-- Written exercise --
Present the part of the items that opens with the line containing "return mask of window" and closes with the line containing "18 20 L 15 20" as a numbered list, skipping blank lines and leaving the pictures out.

-- Extracted material --
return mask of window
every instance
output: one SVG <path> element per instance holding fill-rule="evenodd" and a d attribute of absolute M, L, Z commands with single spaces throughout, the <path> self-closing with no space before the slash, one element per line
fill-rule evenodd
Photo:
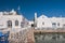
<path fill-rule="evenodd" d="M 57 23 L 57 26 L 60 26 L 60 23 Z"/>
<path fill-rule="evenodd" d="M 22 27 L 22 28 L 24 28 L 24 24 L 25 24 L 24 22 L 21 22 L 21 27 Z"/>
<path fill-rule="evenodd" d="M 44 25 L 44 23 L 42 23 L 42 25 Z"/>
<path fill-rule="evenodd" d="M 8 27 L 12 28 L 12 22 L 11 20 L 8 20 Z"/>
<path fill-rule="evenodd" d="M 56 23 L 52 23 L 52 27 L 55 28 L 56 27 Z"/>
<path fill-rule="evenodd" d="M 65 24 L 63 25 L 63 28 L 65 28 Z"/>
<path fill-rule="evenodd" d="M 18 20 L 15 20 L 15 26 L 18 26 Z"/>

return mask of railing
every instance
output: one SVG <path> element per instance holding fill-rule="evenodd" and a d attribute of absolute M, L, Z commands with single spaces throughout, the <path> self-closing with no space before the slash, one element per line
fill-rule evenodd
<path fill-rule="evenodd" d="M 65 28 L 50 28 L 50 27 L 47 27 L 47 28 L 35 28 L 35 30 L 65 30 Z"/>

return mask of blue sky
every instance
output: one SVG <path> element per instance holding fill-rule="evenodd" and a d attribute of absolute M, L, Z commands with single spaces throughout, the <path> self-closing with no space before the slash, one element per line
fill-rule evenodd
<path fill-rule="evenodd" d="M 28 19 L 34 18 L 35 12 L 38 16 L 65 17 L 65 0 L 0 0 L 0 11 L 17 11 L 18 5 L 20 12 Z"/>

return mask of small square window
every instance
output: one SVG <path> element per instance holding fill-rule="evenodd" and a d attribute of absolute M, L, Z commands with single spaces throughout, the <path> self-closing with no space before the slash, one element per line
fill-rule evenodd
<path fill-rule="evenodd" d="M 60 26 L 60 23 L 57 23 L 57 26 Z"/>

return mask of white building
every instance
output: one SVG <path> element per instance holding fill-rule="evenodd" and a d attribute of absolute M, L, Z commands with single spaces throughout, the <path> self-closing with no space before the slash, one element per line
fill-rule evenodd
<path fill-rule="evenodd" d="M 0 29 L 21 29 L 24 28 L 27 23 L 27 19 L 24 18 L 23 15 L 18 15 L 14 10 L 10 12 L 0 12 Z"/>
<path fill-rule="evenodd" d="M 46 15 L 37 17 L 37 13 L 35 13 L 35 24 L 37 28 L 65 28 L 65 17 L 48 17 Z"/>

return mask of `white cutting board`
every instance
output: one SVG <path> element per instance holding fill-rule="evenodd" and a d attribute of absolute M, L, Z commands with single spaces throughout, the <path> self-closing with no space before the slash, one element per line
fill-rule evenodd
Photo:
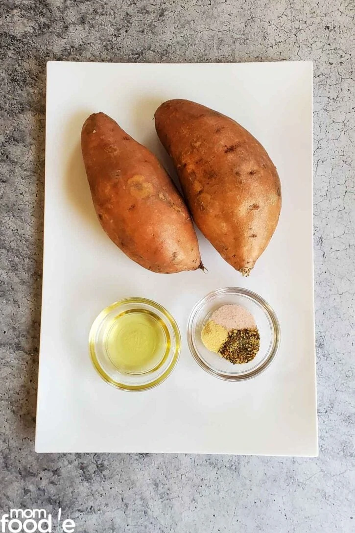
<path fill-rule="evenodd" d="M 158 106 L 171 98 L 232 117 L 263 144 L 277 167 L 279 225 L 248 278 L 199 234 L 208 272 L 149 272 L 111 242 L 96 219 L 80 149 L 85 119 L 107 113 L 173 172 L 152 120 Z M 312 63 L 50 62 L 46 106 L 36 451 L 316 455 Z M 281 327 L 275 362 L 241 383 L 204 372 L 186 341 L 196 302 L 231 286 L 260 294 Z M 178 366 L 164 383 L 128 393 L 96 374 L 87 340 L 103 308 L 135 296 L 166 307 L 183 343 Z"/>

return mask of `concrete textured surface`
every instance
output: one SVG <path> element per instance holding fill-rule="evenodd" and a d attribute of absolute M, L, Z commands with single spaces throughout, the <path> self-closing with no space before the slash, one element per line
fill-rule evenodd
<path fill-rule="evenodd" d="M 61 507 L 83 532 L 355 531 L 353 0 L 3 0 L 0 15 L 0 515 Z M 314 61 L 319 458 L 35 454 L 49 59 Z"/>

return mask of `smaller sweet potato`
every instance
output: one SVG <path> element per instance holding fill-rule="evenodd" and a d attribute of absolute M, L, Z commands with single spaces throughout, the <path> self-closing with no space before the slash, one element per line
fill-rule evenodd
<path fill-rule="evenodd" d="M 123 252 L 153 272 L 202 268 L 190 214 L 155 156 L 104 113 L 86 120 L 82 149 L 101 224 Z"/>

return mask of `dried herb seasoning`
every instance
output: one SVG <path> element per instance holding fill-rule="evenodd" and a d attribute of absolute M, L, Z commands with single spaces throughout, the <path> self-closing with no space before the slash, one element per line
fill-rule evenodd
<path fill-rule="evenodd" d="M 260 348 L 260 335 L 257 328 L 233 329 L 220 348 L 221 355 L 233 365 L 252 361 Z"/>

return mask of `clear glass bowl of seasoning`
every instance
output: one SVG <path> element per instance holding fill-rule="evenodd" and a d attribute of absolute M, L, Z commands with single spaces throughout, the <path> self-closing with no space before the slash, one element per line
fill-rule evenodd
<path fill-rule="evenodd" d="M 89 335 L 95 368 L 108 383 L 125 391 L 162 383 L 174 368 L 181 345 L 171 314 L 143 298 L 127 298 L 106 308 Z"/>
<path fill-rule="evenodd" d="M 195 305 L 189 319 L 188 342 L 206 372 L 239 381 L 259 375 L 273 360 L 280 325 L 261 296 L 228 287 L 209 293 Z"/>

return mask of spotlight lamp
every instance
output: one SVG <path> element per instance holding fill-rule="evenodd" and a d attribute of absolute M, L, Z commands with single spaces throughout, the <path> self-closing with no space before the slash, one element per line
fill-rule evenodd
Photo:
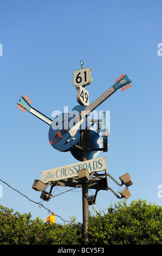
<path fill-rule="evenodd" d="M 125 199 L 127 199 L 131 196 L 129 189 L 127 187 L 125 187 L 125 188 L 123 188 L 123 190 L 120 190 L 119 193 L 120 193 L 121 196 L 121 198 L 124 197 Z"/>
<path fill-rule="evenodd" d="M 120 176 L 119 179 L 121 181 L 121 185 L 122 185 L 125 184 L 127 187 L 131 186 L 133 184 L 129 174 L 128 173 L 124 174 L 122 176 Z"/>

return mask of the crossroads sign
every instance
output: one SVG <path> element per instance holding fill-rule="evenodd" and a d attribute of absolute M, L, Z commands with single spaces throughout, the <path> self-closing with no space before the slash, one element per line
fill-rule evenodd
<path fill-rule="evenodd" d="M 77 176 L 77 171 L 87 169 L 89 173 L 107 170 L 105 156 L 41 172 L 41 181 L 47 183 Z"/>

...

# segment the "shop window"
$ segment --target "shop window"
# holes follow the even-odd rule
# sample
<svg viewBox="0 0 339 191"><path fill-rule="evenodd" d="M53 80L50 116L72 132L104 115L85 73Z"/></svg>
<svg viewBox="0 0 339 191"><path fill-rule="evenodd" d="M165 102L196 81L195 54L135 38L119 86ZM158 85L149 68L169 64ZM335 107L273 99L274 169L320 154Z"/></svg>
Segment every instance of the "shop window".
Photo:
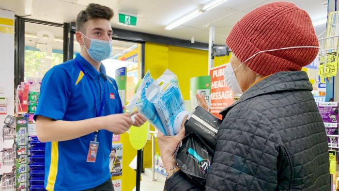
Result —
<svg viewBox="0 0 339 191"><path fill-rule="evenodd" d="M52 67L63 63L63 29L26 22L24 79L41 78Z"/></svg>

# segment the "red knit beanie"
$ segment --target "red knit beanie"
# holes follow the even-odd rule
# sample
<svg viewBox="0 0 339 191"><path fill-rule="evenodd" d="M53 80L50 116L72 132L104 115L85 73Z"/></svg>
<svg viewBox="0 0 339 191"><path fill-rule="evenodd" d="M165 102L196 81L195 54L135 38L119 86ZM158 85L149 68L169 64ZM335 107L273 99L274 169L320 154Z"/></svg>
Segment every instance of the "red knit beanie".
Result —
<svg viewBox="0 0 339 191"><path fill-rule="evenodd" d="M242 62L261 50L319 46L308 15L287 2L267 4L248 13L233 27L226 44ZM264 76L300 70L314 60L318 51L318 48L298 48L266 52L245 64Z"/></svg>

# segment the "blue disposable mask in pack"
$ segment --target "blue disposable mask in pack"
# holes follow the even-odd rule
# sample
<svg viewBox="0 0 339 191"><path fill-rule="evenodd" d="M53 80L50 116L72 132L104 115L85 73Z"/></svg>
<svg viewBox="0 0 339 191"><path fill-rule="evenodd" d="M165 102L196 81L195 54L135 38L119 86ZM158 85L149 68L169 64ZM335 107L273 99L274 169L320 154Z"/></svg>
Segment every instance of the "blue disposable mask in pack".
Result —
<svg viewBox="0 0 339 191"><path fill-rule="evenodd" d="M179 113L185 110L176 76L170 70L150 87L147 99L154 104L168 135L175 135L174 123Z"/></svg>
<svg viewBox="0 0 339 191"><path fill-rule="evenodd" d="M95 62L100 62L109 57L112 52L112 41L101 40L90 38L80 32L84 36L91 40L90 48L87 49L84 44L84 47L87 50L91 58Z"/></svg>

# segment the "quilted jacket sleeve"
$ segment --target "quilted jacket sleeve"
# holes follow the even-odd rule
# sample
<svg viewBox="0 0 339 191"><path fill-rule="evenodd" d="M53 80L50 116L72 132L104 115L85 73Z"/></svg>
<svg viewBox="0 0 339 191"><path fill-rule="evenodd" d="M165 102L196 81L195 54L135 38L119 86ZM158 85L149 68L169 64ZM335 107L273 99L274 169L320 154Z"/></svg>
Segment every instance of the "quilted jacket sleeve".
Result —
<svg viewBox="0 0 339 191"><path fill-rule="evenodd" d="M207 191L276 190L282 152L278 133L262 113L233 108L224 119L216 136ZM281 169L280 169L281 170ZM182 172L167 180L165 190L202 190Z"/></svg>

-- Task answer --
1. return mask of window
2. every instance
3. output: one SVG <path> element per instance holding fill-rule="evenodd" and a d attribute of absolute M, L, Z commands with single spaces throughout, the <path> self-closing with no space before the slash, one element per line
4. fill-rule evenodd
5. Photo:
6. <path fill-rule="evenodd" d="M 57 23 L 57 26 L 60 26 L 60 23 Z"/>
7. <path fill-rule="evenodd" d="M 22 27 L 22 28 L 24 28 L 24 24 L 25 24 L 24 22 L 21 22 L 21 27 Z"/>
8. <path fill-rule="evenodd" d="M 44 25 L 44 23 L 42 23 L 42 25 Z"/>
9. <path fill-rule="evenodd" d="M 8 27 L 12 28 L 12 22 L 11 20 L 8 20 Z"/>
10. <path fill-rule="evenodd" d="M 56 23 L 52 23 L 52 27 L 55 28 L 56 27 Z"/>
11. <path fill-rule="evenodd" d="M 65 24 L 63 25 L 63 28 L 65 28 Z"/>
12. <path fill-rule="evenodd" d="M 18 20 L 15 20 L 15 26 L 18 26 Z"/>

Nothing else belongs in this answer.